▶ [Task goal] From the line that contains "positive clicks: (706, 260) (708, 264)" through the line that contains "positive clicks: (781, 276)", output every line of the listing below exactly and leave out all the rest.

^^^^

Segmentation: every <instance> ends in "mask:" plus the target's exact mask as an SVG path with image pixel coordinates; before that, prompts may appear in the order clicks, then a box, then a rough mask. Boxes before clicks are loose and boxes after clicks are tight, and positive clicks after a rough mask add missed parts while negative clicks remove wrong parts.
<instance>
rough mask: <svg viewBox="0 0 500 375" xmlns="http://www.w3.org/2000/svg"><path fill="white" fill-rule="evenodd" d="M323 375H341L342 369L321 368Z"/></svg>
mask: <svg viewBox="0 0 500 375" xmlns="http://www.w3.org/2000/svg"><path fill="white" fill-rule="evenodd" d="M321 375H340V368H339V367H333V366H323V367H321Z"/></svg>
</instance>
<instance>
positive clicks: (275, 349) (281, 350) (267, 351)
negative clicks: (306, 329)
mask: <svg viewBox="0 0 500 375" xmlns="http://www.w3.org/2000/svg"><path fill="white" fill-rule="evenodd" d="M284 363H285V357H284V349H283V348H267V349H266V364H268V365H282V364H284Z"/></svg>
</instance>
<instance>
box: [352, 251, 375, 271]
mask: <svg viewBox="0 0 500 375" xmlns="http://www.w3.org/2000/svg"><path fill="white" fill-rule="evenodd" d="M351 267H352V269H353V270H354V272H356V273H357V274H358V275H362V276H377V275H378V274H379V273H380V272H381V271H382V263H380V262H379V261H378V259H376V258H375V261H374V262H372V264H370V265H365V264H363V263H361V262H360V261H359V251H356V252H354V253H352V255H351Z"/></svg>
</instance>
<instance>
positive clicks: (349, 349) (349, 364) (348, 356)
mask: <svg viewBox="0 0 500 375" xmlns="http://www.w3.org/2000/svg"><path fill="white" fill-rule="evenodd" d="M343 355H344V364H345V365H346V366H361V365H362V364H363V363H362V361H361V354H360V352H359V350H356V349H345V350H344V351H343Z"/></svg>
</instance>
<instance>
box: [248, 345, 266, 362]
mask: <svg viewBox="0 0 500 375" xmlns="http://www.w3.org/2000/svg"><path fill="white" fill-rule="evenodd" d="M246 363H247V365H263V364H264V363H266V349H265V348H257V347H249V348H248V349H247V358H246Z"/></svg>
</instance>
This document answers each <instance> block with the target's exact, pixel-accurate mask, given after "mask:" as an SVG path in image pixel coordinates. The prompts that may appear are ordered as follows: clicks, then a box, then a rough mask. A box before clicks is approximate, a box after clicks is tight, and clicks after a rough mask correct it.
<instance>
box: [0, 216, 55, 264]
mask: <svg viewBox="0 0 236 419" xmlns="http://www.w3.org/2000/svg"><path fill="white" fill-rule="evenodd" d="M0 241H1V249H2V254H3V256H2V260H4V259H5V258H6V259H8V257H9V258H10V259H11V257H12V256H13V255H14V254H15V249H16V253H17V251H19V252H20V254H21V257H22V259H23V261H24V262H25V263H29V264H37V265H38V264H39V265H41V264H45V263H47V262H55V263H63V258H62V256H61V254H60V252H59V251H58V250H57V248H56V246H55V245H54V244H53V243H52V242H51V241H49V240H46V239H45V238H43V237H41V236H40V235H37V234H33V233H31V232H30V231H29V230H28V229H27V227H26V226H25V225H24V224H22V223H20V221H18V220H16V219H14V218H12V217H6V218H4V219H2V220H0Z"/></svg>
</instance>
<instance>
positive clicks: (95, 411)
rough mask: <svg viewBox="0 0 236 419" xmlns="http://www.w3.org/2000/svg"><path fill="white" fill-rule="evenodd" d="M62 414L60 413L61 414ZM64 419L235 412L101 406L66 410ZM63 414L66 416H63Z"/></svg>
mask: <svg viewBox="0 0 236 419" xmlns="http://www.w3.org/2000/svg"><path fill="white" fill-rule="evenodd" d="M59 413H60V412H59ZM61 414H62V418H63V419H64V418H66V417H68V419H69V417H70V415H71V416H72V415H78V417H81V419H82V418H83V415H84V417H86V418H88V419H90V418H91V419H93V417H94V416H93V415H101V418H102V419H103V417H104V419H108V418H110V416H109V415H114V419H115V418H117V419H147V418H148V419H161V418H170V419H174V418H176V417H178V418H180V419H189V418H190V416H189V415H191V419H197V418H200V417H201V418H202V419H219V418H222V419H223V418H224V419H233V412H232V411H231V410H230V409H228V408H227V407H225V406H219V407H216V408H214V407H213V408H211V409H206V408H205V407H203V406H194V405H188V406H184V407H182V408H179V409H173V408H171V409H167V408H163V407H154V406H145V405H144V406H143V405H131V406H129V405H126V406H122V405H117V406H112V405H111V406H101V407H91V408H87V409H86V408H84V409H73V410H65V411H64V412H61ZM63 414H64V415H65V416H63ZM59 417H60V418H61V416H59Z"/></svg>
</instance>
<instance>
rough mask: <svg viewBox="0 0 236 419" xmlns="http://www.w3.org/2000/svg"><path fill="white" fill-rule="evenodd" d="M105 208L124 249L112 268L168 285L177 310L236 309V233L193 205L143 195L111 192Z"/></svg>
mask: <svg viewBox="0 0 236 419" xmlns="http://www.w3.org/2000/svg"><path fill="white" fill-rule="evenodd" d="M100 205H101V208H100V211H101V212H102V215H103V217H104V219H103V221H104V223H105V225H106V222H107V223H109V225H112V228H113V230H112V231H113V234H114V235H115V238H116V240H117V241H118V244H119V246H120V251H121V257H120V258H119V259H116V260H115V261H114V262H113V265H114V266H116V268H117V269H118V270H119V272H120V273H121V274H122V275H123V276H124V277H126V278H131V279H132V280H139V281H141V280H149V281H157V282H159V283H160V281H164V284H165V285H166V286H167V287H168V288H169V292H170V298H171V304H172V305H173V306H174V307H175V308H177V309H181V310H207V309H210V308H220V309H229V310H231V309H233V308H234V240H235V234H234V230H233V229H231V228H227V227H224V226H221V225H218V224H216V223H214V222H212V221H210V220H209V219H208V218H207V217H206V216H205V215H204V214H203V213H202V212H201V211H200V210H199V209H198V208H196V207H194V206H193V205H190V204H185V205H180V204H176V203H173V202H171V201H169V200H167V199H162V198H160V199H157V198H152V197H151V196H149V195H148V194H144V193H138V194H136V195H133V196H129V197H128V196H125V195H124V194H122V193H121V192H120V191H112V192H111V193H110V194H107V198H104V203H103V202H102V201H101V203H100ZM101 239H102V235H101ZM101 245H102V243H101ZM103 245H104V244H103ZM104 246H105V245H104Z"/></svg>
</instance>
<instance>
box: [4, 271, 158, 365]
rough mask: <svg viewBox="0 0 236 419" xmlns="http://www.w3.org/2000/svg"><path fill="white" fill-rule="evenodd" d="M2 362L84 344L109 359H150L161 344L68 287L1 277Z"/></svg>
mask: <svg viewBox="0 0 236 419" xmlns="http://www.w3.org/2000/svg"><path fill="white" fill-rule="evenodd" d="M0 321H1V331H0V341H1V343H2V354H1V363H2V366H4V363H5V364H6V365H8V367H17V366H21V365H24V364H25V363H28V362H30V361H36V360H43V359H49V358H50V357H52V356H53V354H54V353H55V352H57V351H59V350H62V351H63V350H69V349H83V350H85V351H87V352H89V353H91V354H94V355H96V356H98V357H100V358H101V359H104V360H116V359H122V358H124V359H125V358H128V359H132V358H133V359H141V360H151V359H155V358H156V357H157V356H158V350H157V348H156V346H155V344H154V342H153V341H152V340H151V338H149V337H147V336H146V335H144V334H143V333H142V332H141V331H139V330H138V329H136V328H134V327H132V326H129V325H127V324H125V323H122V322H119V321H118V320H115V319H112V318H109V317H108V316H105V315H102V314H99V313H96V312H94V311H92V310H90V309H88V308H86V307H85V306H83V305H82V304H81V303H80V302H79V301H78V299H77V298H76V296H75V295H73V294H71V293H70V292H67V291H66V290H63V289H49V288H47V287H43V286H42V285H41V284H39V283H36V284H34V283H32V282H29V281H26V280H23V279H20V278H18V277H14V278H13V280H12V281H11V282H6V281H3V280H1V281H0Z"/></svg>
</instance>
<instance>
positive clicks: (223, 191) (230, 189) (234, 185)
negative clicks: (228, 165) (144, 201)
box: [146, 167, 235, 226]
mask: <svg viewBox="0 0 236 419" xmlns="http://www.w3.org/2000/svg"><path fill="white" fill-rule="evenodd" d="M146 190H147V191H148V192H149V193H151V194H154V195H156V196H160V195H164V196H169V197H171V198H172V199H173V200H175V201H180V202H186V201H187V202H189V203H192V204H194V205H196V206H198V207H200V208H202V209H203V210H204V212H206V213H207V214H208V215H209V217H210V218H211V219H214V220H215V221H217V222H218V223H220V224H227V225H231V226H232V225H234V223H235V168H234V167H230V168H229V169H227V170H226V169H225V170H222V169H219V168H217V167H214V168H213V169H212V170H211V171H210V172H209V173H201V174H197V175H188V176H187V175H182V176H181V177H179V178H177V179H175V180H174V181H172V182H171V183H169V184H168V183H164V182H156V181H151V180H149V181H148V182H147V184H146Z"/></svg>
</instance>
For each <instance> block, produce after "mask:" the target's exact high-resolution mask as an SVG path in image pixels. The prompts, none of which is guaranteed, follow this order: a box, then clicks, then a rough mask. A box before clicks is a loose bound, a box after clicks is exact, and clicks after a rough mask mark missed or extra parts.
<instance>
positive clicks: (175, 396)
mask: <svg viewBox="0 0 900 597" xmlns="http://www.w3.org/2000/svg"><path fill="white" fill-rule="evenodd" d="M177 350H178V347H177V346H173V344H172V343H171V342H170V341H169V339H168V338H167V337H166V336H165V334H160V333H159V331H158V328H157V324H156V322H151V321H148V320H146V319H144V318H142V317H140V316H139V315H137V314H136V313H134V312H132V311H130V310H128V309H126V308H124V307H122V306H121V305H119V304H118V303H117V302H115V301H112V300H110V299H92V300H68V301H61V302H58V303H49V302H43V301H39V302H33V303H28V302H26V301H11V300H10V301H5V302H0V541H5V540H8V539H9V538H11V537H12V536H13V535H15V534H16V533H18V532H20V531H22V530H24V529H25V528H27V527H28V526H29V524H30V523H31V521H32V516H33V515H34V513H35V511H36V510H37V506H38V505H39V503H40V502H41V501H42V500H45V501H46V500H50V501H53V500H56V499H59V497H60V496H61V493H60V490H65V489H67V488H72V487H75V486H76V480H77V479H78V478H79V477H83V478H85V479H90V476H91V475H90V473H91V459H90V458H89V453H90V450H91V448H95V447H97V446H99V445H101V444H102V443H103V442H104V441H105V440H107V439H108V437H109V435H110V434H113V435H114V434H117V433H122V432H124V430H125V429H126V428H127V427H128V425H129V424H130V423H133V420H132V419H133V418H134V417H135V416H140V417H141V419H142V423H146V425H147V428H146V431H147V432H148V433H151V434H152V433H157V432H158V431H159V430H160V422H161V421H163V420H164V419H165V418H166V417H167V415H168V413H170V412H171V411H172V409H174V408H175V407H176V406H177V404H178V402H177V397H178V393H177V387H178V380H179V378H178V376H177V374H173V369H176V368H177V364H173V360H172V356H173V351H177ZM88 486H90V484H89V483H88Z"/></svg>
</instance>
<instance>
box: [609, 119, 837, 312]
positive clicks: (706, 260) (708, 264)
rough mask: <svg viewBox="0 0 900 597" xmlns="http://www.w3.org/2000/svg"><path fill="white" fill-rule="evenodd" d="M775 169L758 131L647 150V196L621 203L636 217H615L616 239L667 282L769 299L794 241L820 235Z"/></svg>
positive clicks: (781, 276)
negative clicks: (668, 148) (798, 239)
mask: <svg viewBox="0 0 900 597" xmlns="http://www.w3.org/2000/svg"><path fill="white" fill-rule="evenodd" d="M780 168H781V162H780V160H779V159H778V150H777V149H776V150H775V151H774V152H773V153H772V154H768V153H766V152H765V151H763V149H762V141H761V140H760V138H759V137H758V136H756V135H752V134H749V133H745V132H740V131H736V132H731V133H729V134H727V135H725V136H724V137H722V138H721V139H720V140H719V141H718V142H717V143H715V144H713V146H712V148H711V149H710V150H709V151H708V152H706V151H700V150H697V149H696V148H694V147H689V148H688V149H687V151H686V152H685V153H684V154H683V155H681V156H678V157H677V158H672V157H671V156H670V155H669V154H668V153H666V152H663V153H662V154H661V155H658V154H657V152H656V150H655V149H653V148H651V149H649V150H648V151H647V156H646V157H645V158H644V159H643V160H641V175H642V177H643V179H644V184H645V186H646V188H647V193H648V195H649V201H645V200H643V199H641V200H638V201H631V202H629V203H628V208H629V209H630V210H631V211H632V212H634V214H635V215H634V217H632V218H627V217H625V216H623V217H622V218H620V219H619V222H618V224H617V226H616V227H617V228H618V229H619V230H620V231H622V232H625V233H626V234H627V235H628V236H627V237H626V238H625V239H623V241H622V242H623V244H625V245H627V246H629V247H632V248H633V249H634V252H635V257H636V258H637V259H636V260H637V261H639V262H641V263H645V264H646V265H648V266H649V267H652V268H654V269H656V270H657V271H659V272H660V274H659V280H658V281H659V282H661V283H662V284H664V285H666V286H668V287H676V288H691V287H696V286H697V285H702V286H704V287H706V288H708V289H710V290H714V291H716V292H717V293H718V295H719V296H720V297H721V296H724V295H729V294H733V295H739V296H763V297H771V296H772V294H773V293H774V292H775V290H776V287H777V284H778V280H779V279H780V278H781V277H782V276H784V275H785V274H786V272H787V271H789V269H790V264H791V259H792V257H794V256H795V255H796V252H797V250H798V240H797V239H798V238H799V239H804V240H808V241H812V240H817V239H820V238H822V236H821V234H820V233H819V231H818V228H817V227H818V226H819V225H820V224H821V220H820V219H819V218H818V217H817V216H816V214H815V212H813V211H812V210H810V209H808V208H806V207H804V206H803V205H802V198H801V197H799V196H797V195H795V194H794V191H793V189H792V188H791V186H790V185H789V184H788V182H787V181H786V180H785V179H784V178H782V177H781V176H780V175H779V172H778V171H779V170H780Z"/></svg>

^^^^

▶ [Exercise solution]
positive clicks: (706, 260) (708, 264)
rough mask: <svg viewBox="0 0 900 597" xmlns="http://www.w3.org/2000/svg"><path fill="white" fill-rule="evenodd" d="M775 169L758 131L647 150V196L621 203L636 217H615L616 239L667 282L769 299L794 241L820 235Z"/></svg>
positive clicks: (781, 276)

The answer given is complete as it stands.